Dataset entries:
= Beginning of Section =

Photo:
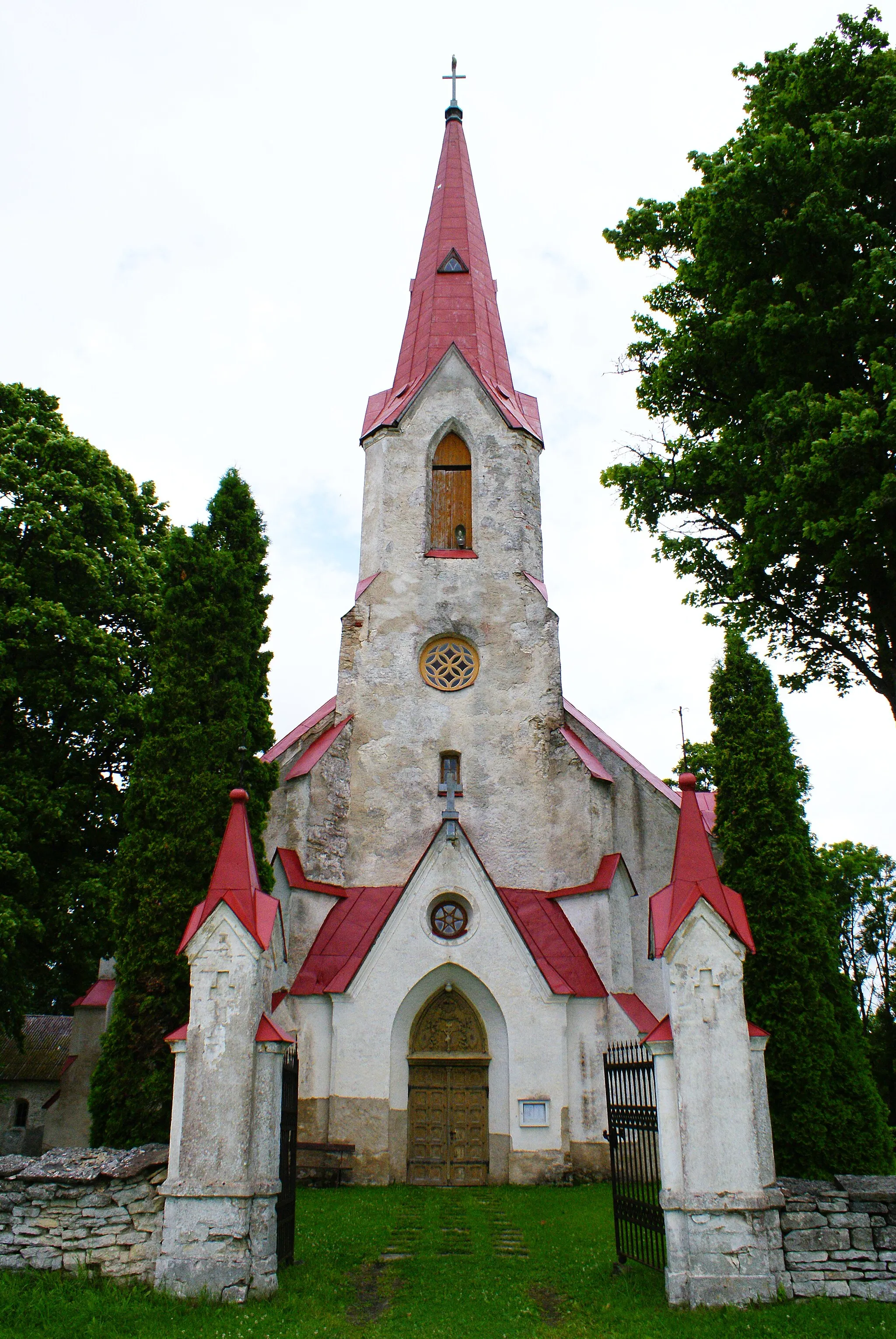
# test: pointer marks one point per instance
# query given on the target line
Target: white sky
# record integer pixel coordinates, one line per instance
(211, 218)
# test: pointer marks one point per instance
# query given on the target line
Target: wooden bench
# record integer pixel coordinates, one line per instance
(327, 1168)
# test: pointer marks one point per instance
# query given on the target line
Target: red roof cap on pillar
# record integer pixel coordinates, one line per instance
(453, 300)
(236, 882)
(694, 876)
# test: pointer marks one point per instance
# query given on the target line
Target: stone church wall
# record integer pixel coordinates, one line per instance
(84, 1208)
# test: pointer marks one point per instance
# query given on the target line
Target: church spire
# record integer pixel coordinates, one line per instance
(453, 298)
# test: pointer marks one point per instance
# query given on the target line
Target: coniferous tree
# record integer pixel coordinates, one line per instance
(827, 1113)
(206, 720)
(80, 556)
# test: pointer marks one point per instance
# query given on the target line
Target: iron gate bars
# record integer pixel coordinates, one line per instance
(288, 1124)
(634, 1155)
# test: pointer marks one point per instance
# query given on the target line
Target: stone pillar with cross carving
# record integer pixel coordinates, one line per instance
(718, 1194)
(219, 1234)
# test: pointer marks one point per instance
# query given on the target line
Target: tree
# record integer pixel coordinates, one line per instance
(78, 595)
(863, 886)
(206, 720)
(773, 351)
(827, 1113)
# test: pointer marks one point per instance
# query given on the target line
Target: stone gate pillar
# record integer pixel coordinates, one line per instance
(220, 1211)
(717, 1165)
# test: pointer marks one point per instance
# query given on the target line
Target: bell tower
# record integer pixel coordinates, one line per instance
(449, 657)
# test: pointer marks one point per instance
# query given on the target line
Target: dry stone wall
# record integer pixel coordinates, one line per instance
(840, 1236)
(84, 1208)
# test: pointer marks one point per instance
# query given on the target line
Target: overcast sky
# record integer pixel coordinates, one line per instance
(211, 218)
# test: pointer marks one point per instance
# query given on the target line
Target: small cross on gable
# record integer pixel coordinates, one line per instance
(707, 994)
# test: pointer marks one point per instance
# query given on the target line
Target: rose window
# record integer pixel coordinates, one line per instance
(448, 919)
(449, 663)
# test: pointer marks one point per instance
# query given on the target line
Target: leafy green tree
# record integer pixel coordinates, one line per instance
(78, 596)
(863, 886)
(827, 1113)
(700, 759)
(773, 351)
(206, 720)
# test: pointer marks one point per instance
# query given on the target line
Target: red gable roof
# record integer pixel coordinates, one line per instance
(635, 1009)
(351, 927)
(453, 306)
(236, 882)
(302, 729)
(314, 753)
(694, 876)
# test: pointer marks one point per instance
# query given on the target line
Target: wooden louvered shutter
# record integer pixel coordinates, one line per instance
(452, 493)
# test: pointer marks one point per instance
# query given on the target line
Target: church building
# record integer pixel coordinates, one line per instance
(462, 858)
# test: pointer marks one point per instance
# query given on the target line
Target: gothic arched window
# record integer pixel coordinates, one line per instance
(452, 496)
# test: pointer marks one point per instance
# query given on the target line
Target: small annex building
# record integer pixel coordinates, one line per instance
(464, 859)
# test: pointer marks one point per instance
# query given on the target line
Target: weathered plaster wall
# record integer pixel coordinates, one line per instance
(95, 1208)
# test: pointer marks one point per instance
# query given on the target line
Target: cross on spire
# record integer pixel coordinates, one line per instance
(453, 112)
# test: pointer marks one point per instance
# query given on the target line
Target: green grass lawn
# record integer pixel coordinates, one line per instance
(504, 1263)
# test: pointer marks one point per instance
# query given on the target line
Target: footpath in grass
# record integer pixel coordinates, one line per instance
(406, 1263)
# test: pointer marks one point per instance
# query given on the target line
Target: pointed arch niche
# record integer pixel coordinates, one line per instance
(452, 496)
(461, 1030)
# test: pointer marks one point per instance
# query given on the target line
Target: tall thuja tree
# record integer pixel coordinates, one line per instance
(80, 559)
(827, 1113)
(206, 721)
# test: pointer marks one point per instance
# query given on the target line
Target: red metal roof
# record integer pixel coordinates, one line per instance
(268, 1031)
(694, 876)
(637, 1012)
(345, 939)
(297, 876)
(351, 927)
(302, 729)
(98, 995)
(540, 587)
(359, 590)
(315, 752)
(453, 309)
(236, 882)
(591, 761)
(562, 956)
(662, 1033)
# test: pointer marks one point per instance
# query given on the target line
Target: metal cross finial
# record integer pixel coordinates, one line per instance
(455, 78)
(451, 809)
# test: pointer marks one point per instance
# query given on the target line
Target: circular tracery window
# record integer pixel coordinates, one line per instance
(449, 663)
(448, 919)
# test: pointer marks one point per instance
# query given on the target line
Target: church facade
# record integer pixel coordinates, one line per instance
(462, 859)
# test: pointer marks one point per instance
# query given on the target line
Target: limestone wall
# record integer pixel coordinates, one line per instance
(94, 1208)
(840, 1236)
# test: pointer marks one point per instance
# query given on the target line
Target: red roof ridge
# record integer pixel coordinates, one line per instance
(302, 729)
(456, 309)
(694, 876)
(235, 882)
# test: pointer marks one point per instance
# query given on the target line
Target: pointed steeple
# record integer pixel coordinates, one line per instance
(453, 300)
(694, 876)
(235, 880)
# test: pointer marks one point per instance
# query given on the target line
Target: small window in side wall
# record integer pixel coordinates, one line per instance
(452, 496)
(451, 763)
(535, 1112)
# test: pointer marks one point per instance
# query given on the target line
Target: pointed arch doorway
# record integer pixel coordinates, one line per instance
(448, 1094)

= End of Section =
= Beginning of Section =

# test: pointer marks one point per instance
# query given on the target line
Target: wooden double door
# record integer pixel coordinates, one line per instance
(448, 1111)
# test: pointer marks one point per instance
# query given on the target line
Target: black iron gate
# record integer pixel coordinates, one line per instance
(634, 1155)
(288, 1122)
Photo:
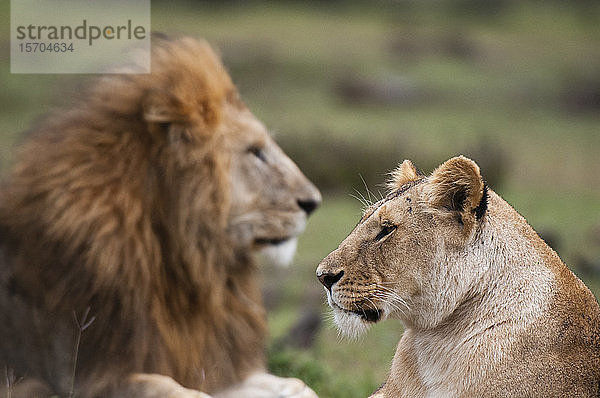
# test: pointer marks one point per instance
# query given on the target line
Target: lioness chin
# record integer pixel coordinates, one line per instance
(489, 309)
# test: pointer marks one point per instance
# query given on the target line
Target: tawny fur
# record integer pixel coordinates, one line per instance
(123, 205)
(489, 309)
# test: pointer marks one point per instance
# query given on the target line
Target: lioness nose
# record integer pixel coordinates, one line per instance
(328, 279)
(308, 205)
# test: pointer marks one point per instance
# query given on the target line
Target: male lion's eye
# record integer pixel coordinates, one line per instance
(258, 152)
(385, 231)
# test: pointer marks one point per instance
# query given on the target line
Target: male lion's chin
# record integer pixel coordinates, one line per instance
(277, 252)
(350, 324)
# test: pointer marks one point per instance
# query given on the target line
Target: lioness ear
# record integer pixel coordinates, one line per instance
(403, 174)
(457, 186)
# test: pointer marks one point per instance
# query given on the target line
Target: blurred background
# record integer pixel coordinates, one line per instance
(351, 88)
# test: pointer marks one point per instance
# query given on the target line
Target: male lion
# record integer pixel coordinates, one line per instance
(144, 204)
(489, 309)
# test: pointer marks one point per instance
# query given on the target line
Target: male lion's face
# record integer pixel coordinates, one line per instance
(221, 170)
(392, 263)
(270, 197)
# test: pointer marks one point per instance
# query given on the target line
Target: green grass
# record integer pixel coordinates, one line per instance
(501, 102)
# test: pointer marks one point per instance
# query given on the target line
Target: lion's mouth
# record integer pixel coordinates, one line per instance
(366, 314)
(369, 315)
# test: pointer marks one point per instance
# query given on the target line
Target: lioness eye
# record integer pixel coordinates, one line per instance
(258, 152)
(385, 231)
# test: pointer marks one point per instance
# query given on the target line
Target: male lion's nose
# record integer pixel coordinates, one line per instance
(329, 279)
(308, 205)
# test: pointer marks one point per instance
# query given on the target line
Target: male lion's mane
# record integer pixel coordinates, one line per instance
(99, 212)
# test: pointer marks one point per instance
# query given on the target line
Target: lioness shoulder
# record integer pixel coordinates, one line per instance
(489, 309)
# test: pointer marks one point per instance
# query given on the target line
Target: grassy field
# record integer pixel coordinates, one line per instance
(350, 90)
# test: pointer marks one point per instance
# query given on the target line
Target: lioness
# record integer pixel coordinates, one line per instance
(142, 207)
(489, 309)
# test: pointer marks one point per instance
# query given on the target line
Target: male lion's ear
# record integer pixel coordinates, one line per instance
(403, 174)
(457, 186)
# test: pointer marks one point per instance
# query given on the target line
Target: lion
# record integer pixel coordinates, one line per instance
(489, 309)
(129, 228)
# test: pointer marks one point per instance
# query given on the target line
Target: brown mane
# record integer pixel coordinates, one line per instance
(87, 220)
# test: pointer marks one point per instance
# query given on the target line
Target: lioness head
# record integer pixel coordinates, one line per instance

= End of Section =

Activity: The answer must be all the lines above that hold the word "window".

Your solution:
Target: rose window
Target: gothic arched window
Target: circular tracery window
Target: small window in side wall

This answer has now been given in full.